### Task brief
Set down the line that contains "Reviewer note: confirm that each instance of the flower petal" and every line after it to the end of the entries, exactly as they stand and nothing more.

※

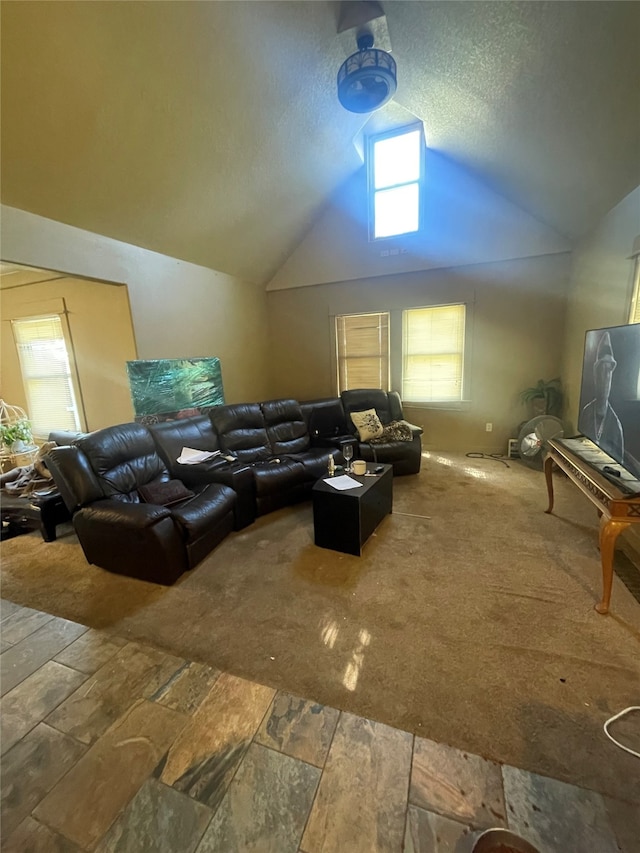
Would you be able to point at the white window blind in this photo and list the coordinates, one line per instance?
(46, 374)
(433, 353)
(362, 351)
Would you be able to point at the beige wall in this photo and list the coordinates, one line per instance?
(99, 324)
(465, 223)
(178, 309)
(516, 315)
(600, 287)
(599, 296)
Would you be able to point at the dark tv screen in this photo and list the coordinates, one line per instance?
(610, 393)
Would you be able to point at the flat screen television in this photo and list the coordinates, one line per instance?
(610, 393)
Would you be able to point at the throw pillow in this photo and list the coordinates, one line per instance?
(164, 492)
(367, 423)
(395, 431)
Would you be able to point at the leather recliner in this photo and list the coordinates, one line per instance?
(197, 433)
(99, 477)
(242, 432)
(405, 456)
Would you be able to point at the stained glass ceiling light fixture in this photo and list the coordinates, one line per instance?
(367, 79)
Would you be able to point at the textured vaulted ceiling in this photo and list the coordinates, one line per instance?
(211, 131)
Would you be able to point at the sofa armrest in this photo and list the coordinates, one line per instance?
(124, 516)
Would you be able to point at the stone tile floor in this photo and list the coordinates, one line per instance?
(110, 745)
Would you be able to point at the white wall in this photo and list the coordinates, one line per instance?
(600, 295)
(465, 223)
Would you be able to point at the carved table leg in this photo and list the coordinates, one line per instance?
(609, 531)
(548, 475)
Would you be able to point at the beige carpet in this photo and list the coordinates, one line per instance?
(468, 620)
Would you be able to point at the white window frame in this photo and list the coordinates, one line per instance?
(372, 192)
(68, 378)
(634, 308)
(454, 347)
(343, 356)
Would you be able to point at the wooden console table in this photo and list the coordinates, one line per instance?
(617, 507)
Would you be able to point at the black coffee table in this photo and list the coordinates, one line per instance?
(344, 520)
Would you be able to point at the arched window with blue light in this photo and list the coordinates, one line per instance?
(395, 172)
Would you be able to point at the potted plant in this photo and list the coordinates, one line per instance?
(545, 397)
(16, 435)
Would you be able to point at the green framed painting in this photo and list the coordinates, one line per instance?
(169, 388)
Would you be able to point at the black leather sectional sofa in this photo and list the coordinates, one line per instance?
(138, 511)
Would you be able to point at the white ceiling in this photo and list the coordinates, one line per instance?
(211, 131)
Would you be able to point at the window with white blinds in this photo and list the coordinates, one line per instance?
(362, 351)
(634, 313)
(46, 374)
(433, 354)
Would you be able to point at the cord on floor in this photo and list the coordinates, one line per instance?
(497, 457)
(617, 717)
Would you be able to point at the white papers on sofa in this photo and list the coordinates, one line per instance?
(343, 483)
(189, 456)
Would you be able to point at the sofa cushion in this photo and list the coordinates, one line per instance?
(368, 424)
(122, 457)
(164, 492)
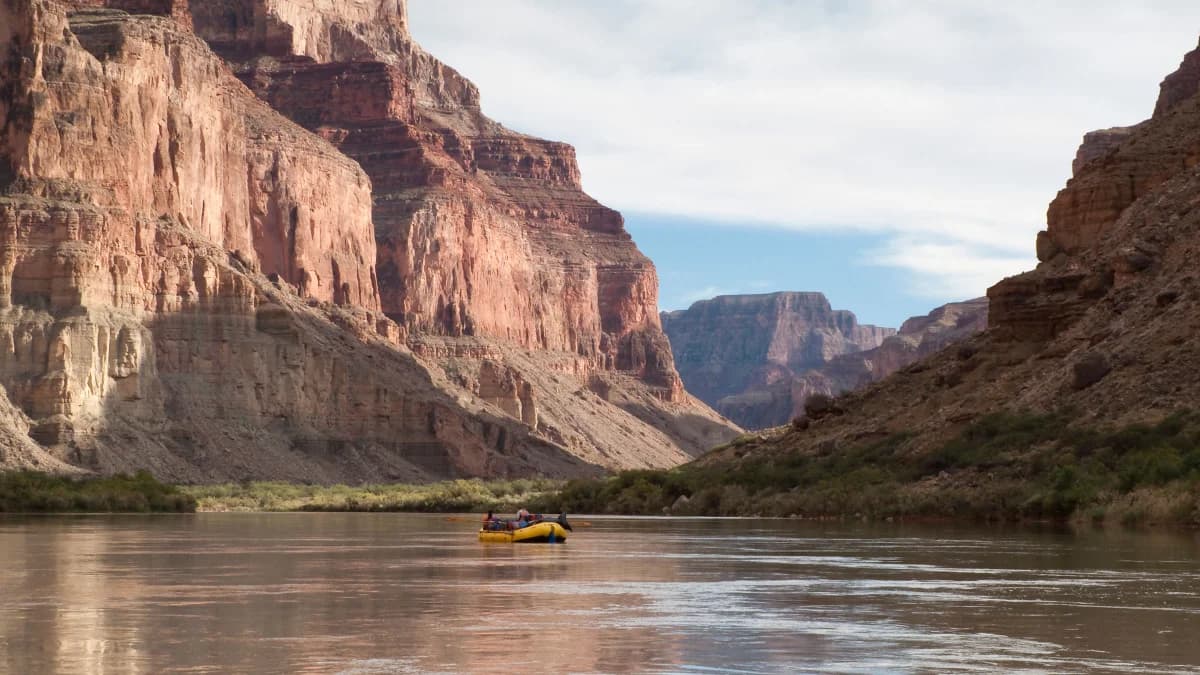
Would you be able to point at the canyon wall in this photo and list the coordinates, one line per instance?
(1101, 333)
(742, 353)
(192, 284)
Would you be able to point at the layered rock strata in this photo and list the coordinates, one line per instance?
(742, 353)
(189, 281)
(481, 231)
(1103, 329)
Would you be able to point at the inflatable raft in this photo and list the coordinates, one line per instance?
(539, 532)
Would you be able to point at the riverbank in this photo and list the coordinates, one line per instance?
(1005, 467)
(450, 496)
(25, 491)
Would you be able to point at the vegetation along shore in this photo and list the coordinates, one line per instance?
(27, 491)
(1003, 467)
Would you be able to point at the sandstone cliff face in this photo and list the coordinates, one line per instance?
(1103, 328)
(481, 231)
(742, 353)
(189, 281)
(918, 338)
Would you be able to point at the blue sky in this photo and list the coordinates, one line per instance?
(699, 260)
(893, 154)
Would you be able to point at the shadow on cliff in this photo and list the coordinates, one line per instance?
(288, 392)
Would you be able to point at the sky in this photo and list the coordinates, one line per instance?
(893, 154)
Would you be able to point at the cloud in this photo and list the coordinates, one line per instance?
(945, 269)
(931, 123)
(705, 293)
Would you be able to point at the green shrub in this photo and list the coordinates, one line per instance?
(40, 493)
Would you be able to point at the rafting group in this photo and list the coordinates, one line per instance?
(525, 529)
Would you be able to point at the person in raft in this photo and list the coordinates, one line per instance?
(522, 519)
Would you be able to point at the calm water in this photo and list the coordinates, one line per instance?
(371, 593)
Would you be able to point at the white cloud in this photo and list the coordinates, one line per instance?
(945, 126)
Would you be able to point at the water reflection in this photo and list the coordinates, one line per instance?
(407, 593)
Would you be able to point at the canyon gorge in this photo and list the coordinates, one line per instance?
(276, 239)
(757, 358)
(1102, 332)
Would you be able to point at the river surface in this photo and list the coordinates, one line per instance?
(375, 593)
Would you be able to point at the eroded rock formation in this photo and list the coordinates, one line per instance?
(1103, 330)
(192, 284)
(742, 353)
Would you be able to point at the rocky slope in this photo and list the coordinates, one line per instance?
(742, 353)
(757, 358)
(918, 338)
(190, 282)
(1102, 330)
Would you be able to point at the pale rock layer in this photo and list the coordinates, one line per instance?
(187, 281)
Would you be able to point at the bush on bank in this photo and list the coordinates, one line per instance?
(1005, 466)
(27, 491)
(450, 496)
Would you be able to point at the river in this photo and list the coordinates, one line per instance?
(375, 593)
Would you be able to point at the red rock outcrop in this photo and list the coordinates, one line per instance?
(1180, 85)
(1125, 166)
(918, 338)
(1102, 332)
(1098, 144)
(742, 353)
(481, 231)
(187, 280)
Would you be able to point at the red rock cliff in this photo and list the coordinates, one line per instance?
(481, 231)
(742, 353)
(187, 280)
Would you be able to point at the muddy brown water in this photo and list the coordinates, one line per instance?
(373, 593)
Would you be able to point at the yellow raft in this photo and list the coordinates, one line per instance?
(544, 532)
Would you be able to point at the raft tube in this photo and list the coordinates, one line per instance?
(544, 532)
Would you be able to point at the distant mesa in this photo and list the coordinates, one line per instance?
(757, 358)
(277, 239)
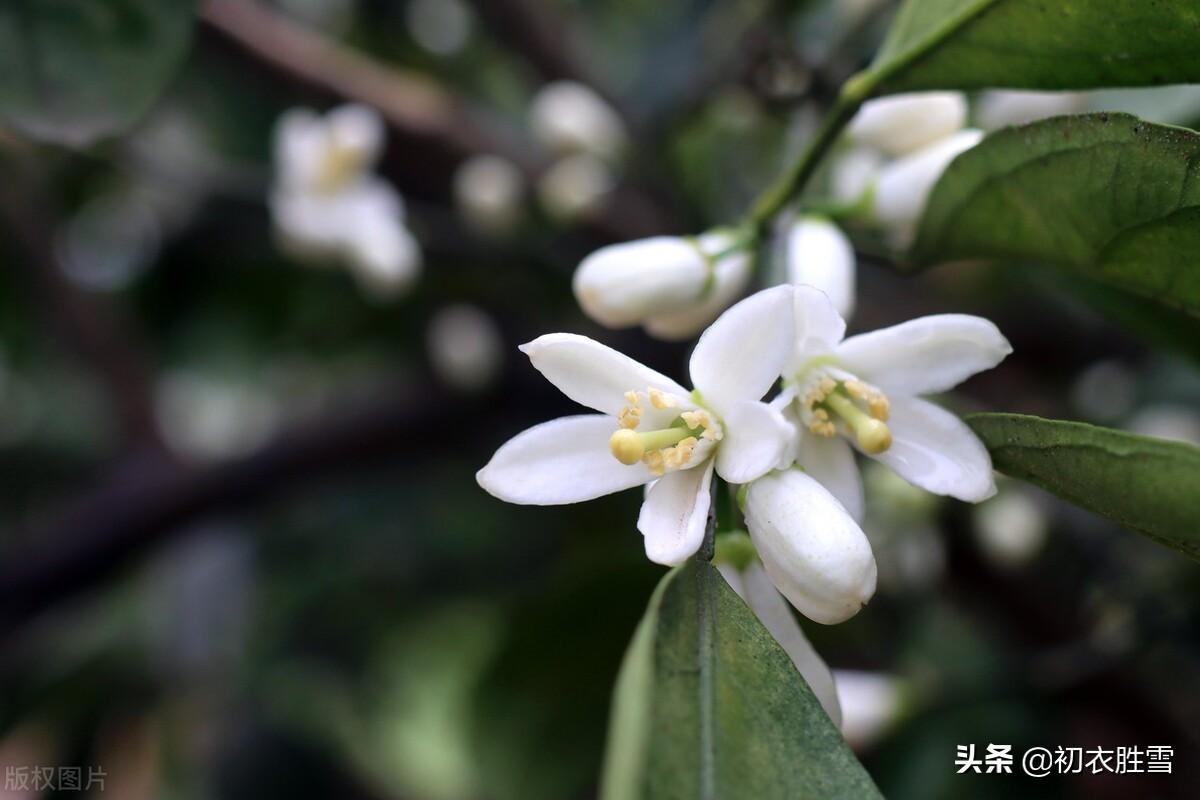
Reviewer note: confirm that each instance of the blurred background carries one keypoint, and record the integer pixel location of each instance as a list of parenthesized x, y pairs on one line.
[(244, 552)]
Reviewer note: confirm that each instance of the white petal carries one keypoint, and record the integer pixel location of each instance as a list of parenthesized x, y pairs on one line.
[(901, 124), (744, 352), (819, 326), (558, 462), (593, 374), (814, 552), (675, 515), (756, 435), (819, 254), (772, 611), (925, 355), (831, 461), (935, 450)]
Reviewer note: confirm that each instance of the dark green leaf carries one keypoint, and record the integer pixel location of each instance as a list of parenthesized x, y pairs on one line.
[(1039, 44), (72, 71), (1147, 485), (708, 705), (1108, 194)]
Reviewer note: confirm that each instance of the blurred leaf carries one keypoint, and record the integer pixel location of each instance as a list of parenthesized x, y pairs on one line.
[(1151, 486), (1037, 44), (1107, 194), (708, 705), (75, 71)]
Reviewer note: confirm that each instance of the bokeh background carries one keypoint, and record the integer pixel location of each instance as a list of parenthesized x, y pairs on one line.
[(244, 554)]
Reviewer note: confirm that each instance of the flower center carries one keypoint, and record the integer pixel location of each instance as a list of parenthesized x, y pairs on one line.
[(671, 447), (857, 405)]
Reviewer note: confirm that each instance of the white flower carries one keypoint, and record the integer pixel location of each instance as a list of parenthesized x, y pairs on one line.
[(810, 546), (903, 124), (671, 284), (487, 191), (568, 116), (575, 186), (903, 187), (997, 108), (327, 204), (651, 427), (864, 391), (819, 254), (755, 588)]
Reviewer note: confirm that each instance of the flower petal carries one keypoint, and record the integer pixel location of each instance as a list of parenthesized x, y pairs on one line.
[(819, 326), (593, 374), (675, 515), (819, 254), (810, 547), (935, 450), (925, 355), (744, 352), (832, 463), (558, 462), (772, 611), (756, 435)]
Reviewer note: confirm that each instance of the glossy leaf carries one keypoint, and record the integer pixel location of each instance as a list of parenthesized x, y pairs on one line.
[(1107, 194), (708, 705), (1151, 486), (1038, 44), (73, 71)]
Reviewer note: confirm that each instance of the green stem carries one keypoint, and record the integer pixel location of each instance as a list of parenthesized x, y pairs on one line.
[(789, 187)]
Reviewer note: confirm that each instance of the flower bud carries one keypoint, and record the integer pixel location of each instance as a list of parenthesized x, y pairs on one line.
[(622, 284), (568, 116), (810, 547), (901, 124), (819, 254), (996, 109), (903, 187)]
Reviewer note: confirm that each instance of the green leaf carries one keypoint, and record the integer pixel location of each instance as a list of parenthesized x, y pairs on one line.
[(1038, 44), (1151, 486), (1107, 194), (708, 705), (73, 71)]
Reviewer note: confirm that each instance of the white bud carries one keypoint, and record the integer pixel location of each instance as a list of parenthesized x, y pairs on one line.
[(820, 254), (731, 274), (904, 186), (465, 347), (575, 186), (901, 124), (756, 589), (487, 190), (568, 116), (811, 548), (870, 704), (621, 284), (995, 109)]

※

### Written solution
Reviewer note: confirm that each instance of the flower petal carries one keypoint, and record the integer pixel location of each instance as a list of parenthesized x, y pairs on one line.
[(819, 326), (593, 374), (675, 515), (819, 254), (810, 547), (935, 450), (925, 355), (744, 352), (832, 463), (558, 462), (772, 611), (756, 435)]
Reviewer note: confirm that each instance of the glossy leaf carries one keypoint, and record the integer pixel location of each instance as a list of parenthesized x, y pairs on one line.
[(1107, 194), (708, 705), (1151, 486), (1038, 44), (73, 71)]
Reviewer note: confirm that each instance of the green stem carries one keypoint, and record the integer pixel location of each instance as a list of parenthesized x, y pairs on one line.
[(789, 187)]
Reviewer note: confirm that each instance of the flower bud carries one keypoint, and record the integer pixel location of each instance as a list of parenthesized x, y pairs on one line.
[(622, 284), (568, 116), (810, 547), (901, 124), (819, 254), (996, 109), (903, 187)]
Reviewer note: confirm that each instance of the green leaf carries one keypoint, and record the integer pixel location of each instance as a list of parenthesized x, y pairs on one line.
[(1038, 44), (1151, 486), (1107, 194), (708, 705), (73, 71)]
Reviewer note: confirm that each instance of the white bud carries one keypoint, and record the integer pixel location of each instance as a list of parenthesized x, y pairs on one line.
[(820, 254), (731, 274), (904, 186), (465, 347), (575, 186), (901, 124), (756, 589), (487, 190), (568, 116), (811, 548), (870, 704), (621, 284), (995, 109)]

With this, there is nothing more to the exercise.